What is required =
Beginning with the line that contains "Where can you see the lapel" and ending with the last line of the records, write out each line exactly and omit the pictures.

Listed entries =

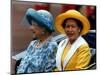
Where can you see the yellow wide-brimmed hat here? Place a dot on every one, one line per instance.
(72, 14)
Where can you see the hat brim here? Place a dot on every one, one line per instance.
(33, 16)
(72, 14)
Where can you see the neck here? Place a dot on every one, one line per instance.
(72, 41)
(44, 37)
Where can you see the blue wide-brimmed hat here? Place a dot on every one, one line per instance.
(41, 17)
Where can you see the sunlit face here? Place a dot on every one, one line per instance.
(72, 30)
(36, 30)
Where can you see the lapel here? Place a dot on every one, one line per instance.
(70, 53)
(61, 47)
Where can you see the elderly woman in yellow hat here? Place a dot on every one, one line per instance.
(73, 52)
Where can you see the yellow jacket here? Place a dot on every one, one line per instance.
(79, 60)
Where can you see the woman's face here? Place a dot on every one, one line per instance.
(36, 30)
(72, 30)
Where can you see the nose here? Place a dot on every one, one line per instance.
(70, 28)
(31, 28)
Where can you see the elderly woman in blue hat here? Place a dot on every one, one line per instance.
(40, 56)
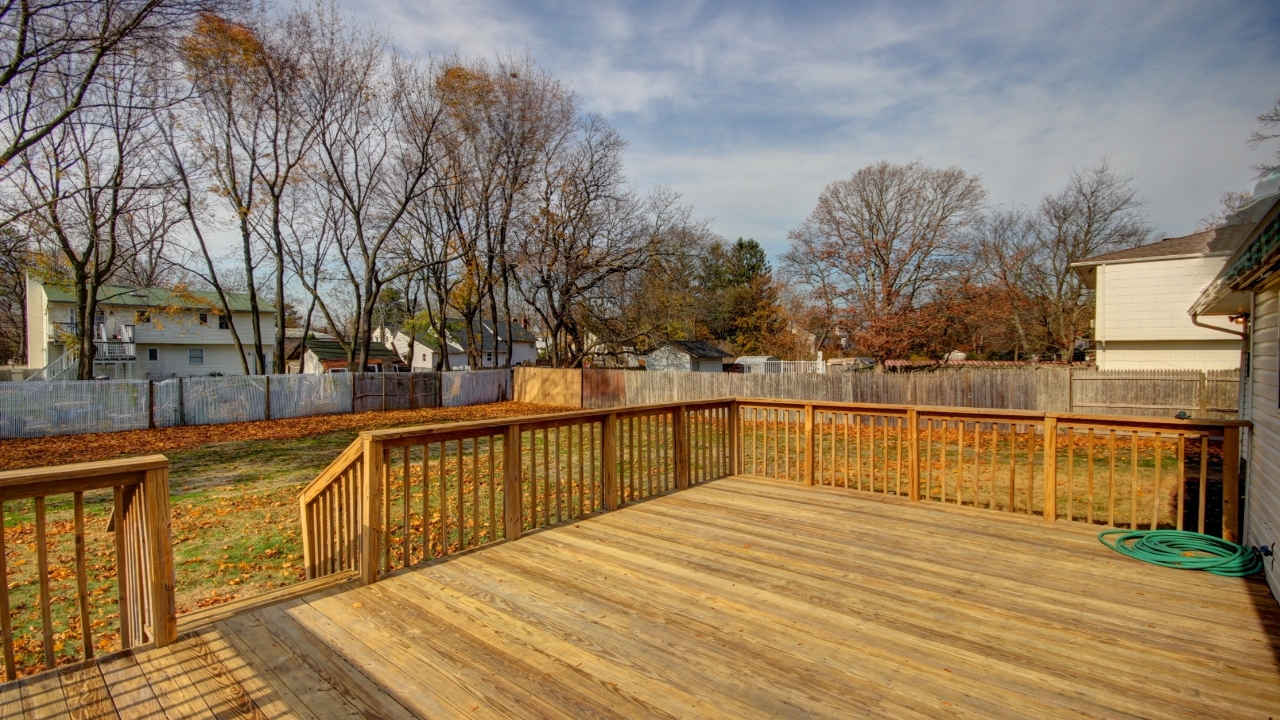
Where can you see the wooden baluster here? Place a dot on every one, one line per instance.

The completed task =
Where can you see the lapel here? Place a dot on every one, one line per instance.
(70, 53)
(61, 47)
Where can you see the elderly woman in yellow hat here? Place a dot on every one, one line per instance.
(73, 52)
Where can you see the yellow jacket here? Place a dot on every one, one line per instance.
(79, 60)
Where can you see the woman's face here? Place a dot on every one, one line per instance.
(36, 30)
(72, 30)
Where can you see the nose here? Place a dot on every one, one line per instance.
(70, 28)
(31, 28)
Where can you see the elderly woman in blue hat here? Place a dot on every one, one line per instance.
(40, 56)
Where can you see the wooden baluster here? Place a dot on every one, one line per instance.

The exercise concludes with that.